ASSIGNMENT 1:
According to the foster care post, how long is it until the mother goes before the judge to enter her plea?
ASSIGNMENT 2:
Repeat the part of the foster care post that opens with the words containing "Why am I skeptical?" and closes with "cases follow logic.".
ASSIGNMENT 3:
List everyone the foster care post says the foster parents tell about how the children react.

EXERCISE TEXT:
■ ■ ■
So Joyful’s and Watchful’s mom has changed her mind and is going to plead guilty to criminal charges of child abuse. So they say. I want it to be true, but we can’t know for sure until she actually goes before the judge and enters her plea. We’ve got a little less than two weeks until she does so.
Why am I skeptical? Well, she originally confessed to the police and social workers. Then she changed her mind and decided to plead not guilty – despite her confession, despite physical evidence, despite having a record of child abuse, etc. At the last hearing in the child custody/foster care case, she was seeking to get the children back by alleging that signing up for parenting classes should suffice (not actually taking the classes, just signing up). It doesn’t seem that her approach to both her criminal and civil court cases follow logic.
The good news is that if mom pleads guilty to child abuse, 10-year-old Joyful and 8-year-old Watchful won’t need to testify in court. (Backstory on this at: Kids have to testify against parents.) They have the option of writing a victim impact statement, that would be read at sentencing. The statement helps the judge get a sense of how severely hurt the children were by their mom’s actions, which he can weigh into decisions on how long her jail time will be.
People involved in the kids’ case have varying thoughts about the children providing victim impact statements. Some feel that it would be damaging to the children in the long run – when they grow up they may realize that they had a part in putting mom behind bars and suffer feelings of guilt. Some feel it would be healing -the kids have been powerless to stop the abuse previously and now they could be empowered to help put an end to it.
As for my husband and I as foster parents? We really don’t get much of a say. We push back where we can where we feel it’s in the kids’ best interests. We tell the social workers, the GAL, the CASA, and the therapists how the children react to being asked to testify, or their strong desire for them mom to be behind bars forever, or their terror that in a year or two she will be out and able to hurt them again. We are speaking for the children who cannot speak for themselves, and as I type this, I realize that that really does count from something.
■ ■ ■
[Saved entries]
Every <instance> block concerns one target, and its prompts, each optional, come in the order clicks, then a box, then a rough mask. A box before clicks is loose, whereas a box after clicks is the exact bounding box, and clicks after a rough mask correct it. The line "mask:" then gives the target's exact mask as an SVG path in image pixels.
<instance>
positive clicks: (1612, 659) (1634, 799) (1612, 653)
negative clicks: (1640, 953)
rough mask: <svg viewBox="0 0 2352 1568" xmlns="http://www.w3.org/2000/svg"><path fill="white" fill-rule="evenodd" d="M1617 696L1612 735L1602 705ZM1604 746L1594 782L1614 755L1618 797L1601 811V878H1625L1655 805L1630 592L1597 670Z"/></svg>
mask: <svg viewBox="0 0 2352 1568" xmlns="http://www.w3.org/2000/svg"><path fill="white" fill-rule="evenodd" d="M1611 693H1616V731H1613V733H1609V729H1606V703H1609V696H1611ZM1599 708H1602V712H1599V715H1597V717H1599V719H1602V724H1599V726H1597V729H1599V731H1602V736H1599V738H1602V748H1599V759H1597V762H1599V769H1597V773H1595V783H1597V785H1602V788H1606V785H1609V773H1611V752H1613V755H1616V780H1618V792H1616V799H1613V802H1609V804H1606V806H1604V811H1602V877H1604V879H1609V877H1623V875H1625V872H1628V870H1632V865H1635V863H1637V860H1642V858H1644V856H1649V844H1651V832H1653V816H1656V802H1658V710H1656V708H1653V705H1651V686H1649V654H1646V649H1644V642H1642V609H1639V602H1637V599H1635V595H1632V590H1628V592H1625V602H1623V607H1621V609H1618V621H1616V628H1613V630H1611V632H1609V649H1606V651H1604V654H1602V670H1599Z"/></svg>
■ ■ ■
EXERCISE OUTPUT 1:
A little less than two weeks.

EXERCISE OUTPUT 2:
Why am I skeptical? Well, she originally confessed to the police and social workers. Then she changed her mind and decided to plead not guilty – despite her confession, despite physical evidence, despite having a record of child abuse, etc. At the last hearing in the child custody/foster care case, she was seeking to get the children back by alleging that signing up for parenting classes should suffice (not actually taking the classes, just signing up). It doesn’t seem that her approach to both her criminal and civil court cases follow logic.

EXERCISE OUTPUT 3:
the social workers, the GAL, the CASA, the therapists